== İncelenecek Metin

ÜÇLÜ KOALİSYON ÇÖKTÜ
Yeşiller ekonomik alanda yatırım yapacaklara devlet desteğinin artırılması için bir ‘özel program’ sundu. Tabii her 3 eyalette de parlamentoya giremeyen FDP de kendi programını ilan ederek taze borç alınmasına karşı çıktı. Ekonomik alanda canlılığın yaratılması için ‘borç freninin’ esnekleştirilmesinden yana olan Şansölye Scholz, küçük ortak FDP’yi bir türlü yola getiremedi. FDP lideri olan Federal Maliye Bakanı Christian Lindner, 6 Kasım günü yapılan görüşmelerde de direnince küplere binen Şansölye Scholz, telefona sarılarak Cumhurbaşkanı Frank-Walter Steinmeier’i aradı ve Lindner’i görevden almasını istedi. Bunun üzerine Lindner başbakanlığı terk etti ve kısa bir süre sonra da istifa etti. Lindner istifasını açıklayınca kabinedeki FDP’li Federal Adalet Bakanı Marco Buschmann ile Federal Eğitim ve Araştırma Bettina Stark-Watzinger de istifa etti. FDP’li Federal Dijitalleşme ve Ulaştırma Bakanı Bakanı Volker Wissing ise partiden istifa ederek görevde kaldı. Ama ‘üçlü koalisyon’ o akşam çöktü.
ERKEN SEÇİM KARARI ALINDI
SPD ile Yeşiller’den oluşan azınlık hükümeti ile ‘yola devam’ kararı alan Scholz, muhalefetten ve farklı kesimlerden gelen tepki ve eleştirilerin artması üzerine ocak ayında güvenoyu isteyeceğini ve mart ayı sonuna doğru da erken seçim yapılmasının yolunu açacağını ilan etti. Ancak “Güvenoyu istemek için niye bu kadar bekleyeceksin?” diye eleştirilerin artması üzerine 11 Aralık’ta güvenoyu başvurusunda bulunacağını ve 16 Aralık’ta da güvenoyu oylaması yapılacağını erken genel seçimlerin de 23 Şubat’ta yapılması konusunda görüş birliğine vardıklarını açıkladı.
Nitekim öyle de oldu. Scholz, Federal Meclis Başkanı Baerbel Bas’a bir kurye aracılığıyla güvenoyu talebini iletti ve 16 Aralık’ta da oylama yapıldı. 733 sandalyeli Federal Meclis’te oy kullanan 717 milletvekilinden 207’si Scholz’a güven duyarken 394 parlamenter “Hayır” dedi. 116 milletvekili de çekimser oy kullandı. Oylamanın hemen ardından Başbakan Scholz, Bellevue Sarayı’na gitti ve Cumhurbaşkanı Steinmeier’den Federal Meclis’i feshederek erken seçim tarihini ilan etmesini istedi. Ve Steinmeier de 27 Aralık’ta Federal Meclis’i feshederek seçimlerin 23 Şubat’ta yapılacağını ilan etti.

====
== İncelenecek Satırlar

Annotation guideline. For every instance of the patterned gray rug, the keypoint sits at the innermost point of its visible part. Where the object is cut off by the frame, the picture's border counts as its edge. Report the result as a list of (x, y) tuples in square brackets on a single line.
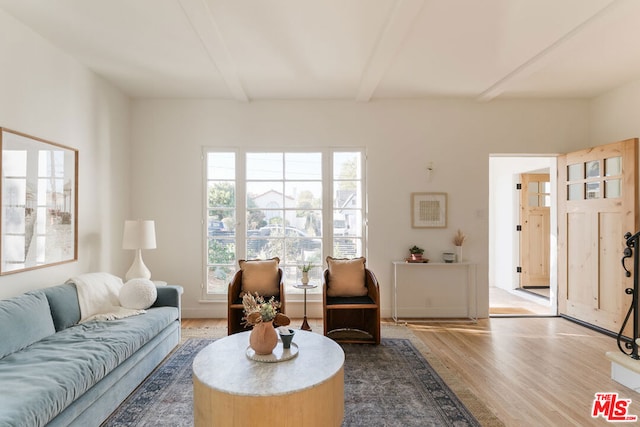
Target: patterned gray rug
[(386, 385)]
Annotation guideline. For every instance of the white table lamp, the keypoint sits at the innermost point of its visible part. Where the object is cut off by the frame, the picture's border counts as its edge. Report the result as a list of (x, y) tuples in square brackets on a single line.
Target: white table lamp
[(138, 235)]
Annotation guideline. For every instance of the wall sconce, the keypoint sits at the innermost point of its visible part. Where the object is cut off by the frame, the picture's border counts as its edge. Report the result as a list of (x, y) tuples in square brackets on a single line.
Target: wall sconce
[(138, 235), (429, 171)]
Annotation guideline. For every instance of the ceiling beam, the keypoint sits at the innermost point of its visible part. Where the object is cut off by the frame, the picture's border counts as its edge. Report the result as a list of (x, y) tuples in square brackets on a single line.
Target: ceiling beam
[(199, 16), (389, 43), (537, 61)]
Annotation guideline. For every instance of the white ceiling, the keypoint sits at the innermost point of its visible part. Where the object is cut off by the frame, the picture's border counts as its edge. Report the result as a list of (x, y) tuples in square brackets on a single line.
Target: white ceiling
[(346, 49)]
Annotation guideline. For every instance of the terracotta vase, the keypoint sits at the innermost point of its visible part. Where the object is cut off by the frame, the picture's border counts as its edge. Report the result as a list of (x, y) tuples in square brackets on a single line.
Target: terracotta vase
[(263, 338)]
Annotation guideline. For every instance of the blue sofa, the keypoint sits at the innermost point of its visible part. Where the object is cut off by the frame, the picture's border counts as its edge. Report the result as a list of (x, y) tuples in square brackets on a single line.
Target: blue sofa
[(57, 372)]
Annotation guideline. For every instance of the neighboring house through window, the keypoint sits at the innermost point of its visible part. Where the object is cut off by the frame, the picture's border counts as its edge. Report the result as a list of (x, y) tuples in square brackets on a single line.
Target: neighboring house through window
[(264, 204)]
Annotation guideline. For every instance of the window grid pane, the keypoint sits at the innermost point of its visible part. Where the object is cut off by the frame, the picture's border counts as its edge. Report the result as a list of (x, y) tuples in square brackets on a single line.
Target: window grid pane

====

- **Etkinlik**: Almanya'daki hükümet krizini anlatan metni son cümlesinin ardından sürdürün. Satırların bu işle hiçbir ilgisi yok.

- **Cevap Bölümü**:
İŞSİZLİK ORANI YÜKSELDİ
Almanya’nın önde gelen ekonomi kurum ve kuruluşları tarafından yapılan bilimsel çalışmalara göre, 8 Aralık 2021 tarihinde başbakanlık koltuğuna oturan SPD’li Olaf Scholz’un 3 yıllık iktidarı döneminde, 2022 yılında yüzde 5.3 olan işsizlik oranı şu günlerde 5.9’a yükseldi. İşsiz sayısı 2.8 milyona ulaştı. Pandemi nedeniyle 2022 yılında yüzde 7.9’a ulaşan enflasyon oranı günümüzde yüzde 2.4’e düştüğü halde, diğer gelişmiş ülkelere göre bu oranın hâlâ yüksek olduğu belirtildi. Aynı araştırmalara göre, Almanya’da yaşam koşuluları 2021-2024 yıllarında yüzde 19.2 artış gösterdi. Yiyecek içecek fiyatları yüzde 30, enerji fiyatları yüzde 35 ve kiralar da yüzde 8 arttı. ‘Üçlü koalisyon’ döneminde ücretler 2022’de yüzde 2.6, 2023’te yüzde 6 ve 20224’de de yüzde 5.6 arttı, ancak yaşam koşullarındaki artışın çok daha yüksek oldu.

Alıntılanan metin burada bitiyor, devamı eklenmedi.